DATA SUPPLIED:
____

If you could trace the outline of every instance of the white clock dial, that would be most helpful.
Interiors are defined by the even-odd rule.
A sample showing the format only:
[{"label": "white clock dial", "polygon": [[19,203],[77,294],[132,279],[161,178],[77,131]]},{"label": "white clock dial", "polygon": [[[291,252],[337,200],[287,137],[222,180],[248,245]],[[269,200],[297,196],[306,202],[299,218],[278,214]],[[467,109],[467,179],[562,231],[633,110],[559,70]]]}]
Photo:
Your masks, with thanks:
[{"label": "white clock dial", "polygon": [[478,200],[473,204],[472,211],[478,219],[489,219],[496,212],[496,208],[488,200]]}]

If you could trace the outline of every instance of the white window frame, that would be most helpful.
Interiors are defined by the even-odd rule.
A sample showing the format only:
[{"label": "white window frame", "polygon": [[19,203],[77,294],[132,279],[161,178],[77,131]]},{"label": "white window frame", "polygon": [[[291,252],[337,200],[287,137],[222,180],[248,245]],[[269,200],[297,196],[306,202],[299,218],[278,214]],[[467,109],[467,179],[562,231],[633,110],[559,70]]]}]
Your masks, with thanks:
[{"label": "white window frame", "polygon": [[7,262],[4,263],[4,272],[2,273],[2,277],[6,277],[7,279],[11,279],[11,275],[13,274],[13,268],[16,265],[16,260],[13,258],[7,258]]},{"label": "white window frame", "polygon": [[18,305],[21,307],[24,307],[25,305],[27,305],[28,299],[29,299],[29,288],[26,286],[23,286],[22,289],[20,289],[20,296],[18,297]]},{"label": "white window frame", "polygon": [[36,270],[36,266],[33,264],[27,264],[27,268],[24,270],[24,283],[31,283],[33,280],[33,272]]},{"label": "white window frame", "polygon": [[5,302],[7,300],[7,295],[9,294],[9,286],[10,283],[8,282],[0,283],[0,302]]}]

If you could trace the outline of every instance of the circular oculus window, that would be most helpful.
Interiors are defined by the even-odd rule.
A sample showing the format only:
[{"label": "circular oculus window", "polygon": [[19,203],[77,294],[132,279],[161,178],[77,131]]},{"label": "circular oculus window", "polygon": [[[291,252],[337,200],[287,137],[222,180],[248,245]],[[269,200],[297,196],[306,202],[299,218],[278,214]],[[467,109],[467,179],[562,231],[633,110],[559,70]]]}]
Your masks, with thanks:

____

REQUIRED WORK: The records above must be output exactly, in full.

EXERCISE OUTPUT:
If you could trace the outline of every instance of the white clock dial, that would be most helpful.
Interiors are defined by the even-odd rule.
A sample showing the format only:
[{"label": "white clock dial", "polygon": [[19,203],[77,294],[132,279],[161,178],[77,131]]},{"label": "white clock dial", "polygon": [[[291,252],[337,200],[287,137],[222,180],[248,245]],[[269,200],[297,196],[306,202],[299,218],[278,214]],[[467,109],[467,179],[562,231],[633,110],[559,70]]]}]
Photo:
Your masks, with thanks:
[{"label": "white clock dial", "polygon": [[478,200],[473,204],[472,211],[478,219],[489,219],[496,212],[496,208],[488,200]]}]

If you could trace the outline of every instance of the white window frame, that would be most helpful.
Interiors are defined by the even-odd rule.
A sample showing the format only:
[{"label": "white window frame", "polygon": [[19,203],[77,294],[132,279],[161,178],[77,131]]},{"label": "white window frame", "polygon": [[[291,252],[337,200],[287,137],[222,180],[248,245]],[[269,200],[297,196],[306,202],[299,218],[278,214]],[[467,109],[467,179],[562,231],[633,110],[559,70]]]}]
Your masks, with thanks:
[{"label": "white window frame", "polygon": [[7,262],[4,263],[4,272],[2,273],[2,277],[6,277],[7,279],[11,279],[11,275],[13,274],[13,268],[16,265],[16,260],[13,258],[7,258]]},{"label": "white window frame", "polygon": [[18,305],[21,307],[24,307],[25,305],[27,305],[28,299],[29,299],[29,288],[26,286],[23,286],[22,289],[20,289],[20,296],[18,297]]},{"label": "white window frame", "polygon": [[36,270],[36,266],[33,264],[27,264],[27,268],[24,270],[24,283],[31,283],[33,280],[33,272]]},{"label": "white window frame", "polygon": [[5,302],[7,300],[7,295],[9,294],[9,286],[10,283],[8,282],[0,283],[0,302]]}]

If you could trace the outline of every instance of the circular oculus window, that would be most helpful.
Interiors are defined by the even-odd rule.
A sample showing the format only:
[{"label": "circular oculus window", "polygon": [[19,203],[77,294],[132,279],[161,178],[77,131]]},{"label": "circular oculus window", "polygon": [[[291,252],[337,200],[287,137],[222,180],[248,245]],[[269,200],[297,196],[306,202],[299,218],[278,214]],[[467,109],[467,179],[562,231],[633,110],[559,70]]]}]
Your masks, with thanks:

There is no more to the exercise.